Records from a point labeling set
^^^^^^^^^^^^^^^^
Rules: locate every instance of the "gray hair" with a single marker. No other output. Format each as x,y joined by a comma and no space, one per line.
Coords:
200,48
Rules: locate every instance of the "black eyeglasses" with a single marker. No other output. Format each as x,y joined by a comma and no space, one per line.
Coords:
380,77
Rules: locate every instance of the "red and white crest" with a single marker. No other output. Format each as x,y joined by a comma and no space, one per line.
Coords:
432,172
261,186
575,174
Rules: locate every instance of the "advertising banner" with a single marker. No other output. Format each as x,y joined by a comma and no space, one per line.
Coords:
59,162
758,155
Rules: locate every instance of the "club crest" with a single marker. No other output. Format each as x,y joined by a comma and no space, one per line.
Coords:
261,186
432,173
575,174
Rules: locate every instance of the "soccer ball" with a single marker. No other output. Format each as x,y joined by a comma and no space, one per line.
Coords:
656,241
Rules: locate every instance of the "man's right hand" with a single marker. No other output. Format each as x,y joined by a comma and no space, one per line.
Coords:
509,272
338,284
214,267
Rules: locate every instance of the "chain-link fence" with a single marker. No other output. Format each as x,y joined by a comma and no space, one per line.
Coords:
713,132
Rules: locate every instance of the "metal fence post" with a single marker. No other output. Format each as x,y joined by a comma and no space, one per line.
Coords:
^^^^^^^^^^^^^^^^
**Task statement**
Each record must be returned exactly as it is written.

**Answer in full**
Rules: locate every instance of the "gray hair" with a single marker. No other output. Format each as x,y joined by a comma and no space, one per line.
Coords:
200,48
Rules: locate every instance of the "black eyeglasses" with a single marker. No other output. Format each as x,y joined by a comma and no space, one per line.
Coords:
380,77
Rules: locate every instance of the "red and white crest" with a single marker. No other output. Format each as x,y joined by a comma and no space, one per line.
Coords:
432,172
261,186
575,174
Rules: locate every instance of the "advertising banner" with a single marker. No other output. Format each as x,y joined by a comma and no space, one per line.
Coords:
59,162
758,155
Rules: locate every instance of the "club crest" with a single marker. No other output. Format each as x,y joined by a comma and no space, one per line.
Coords:
261,186
432,173
575,174
Rules: locate every instance of the "soccer ball" with a single marker. No other output. Format each as x,y joined by a comma and no space, one per line.
Coords:
656,241
Rules: locate every instance of the "man's right hand" with a single marker. No other output. Format each as x,y joined by a comma and no space, one per line.
Coords:
509,272
338,284
214,267
Rules: locate every instance of the "chain-link fence" with a single marker. No other output. Format each as x,y joined by a comma and no space, one per line.
Coords:
713,132
Rules: locate every instance of the "metal fence post" with a single marker. No other output. Format each as x,y joined by a comma and no space, one per line.
Coords:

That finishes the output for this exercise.